Start Listing

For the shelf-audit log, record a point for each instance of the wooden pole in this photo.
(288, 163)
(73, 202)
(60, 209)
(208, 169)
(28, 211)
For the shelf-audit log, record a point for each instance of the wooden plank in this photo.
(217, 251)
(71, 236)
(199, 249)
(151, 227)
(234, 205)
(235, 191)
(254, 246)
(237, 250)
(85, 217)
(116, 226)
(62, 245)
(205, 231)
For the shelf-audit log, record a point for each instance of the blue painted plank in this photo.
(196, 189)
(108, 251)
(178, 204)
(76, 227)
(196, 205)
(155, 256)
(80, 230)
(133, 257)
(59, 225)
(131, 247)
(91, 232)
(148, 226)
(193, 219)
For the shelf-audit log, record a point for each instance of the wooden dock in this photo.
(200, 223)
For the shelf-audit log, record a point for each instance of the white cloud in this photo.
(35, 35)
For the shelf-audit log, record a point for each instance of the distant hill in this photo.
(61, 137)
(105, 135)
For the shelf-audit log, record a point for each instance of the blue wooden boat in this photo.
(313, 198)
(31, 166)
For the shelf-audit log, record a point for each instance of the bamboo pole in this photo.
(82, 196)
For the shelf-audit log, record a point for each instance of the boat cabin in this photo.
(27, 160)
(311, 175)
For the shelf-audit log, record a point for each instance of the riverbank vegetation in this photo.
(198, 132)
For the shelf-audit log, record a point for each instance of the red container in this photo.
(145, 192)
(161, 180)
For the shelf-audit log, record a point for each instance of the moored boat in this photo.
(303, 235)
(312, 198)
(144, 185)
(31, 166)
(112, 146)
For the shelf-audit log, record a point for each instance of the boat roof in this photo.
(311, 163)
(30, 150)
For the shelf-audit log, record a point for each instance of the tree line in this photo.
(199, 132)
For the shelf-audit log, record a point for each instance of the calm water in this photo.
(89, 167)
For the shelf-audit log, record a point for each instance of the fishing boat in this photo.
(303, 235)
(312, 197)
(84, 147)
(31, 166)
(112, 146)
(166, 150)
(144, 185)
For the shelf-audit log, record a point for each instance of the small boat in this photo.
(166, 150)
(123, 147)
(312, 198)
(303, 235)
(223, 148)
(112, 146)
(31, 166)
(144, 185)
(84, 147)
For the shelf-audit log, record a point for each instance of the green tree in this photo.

End Listing

Reproduce every one of the rows above word for word, keeping their original order.

For the shelf-audit log, record a point for each instance of the wooden pole in this photo.
(288, 163)
(73, 202)
(60, 209)
(208, 169)
(28, 211)
For the shelf-audit log, record a point for each instance of the wooden plank in this photo.
(217, 251)
(71, 236)
(199, 249)
(151, 227)
(234, 205)
(235, 191)
(254, 246)
(237, 250)
(85, 217)
(116, 226)
(62, 245)
(205, 231)
For the shelf-audit log, record a point for each instance of the blue painted plank in this photo.
(196, 189)
(108, 251)
(178, 204)
(76, 227)
(196, 205)
(155, 256)
(80, 230)
(133, 257)
(59, 225)
(131, 247)
(91, 232)
(148, 226)
(193, 219)
For the shelf-audit log, record a point for each instance of the wooden dock in this photo.
(200, 223)
For the shelf-audit log, record a point for each instance of the white cloud in this photo.
(35, 35)
For the shelf-audit log, record a point for each instance of the distant hill in this photo.
(61, 137)
(105, 135)
For the shelf-audit log, record a point for each instance of the blue wooden boat in this photo.
(313, 198)
(31, 166)
For the shelf-audit log, record a point for each instance of the bamboo pole in this photo.
(82, 196)
For the shelf-audit log, record a point for each instance of the boat cabin in this photo.
(27, 160)
(311, 175)
For the shelf-audit log, record a point for each instance of the riverbank vegetation in this photo.
(198, 132)
For the shelf-audit log, record a point for each instance of the red container in this photo.
(145, 192)
(161, 180)
For the shelf-audit log, record a point for each instance of the moored boat in this photo.
(303, 235)
(312, 198)
(144, 185)
(31, 166)
(112, 146)
For the shelf-audit log, record a point for each instance of the boat roof in this photo.
(311, 163)
(30, 150)
For the shelf-audit log, record a point for each instance of the tree line in this photo.
(199, 132)
For the shelf-audit log, record a point for each instance of the calm water in this photo.
(89, 167)
For the shelf-audit log, record a point for each instance of the fishing boat in this photo.
(303, 235)
(312, 197)
(84, 147)
(31, 166)
(112, 146)
(166, 150)
(144, 185)
For the shelf-audit log, record a point for each instance of the small boat in this photo.
(166, 150)
(123, 147)
(312, 198)
(303, 235)
(223, 148)
(112, 146)
(31, 166)
(144, 185)
(84, 147)
For the shelf-audit log, record a point for each instance of the green tree in this photo.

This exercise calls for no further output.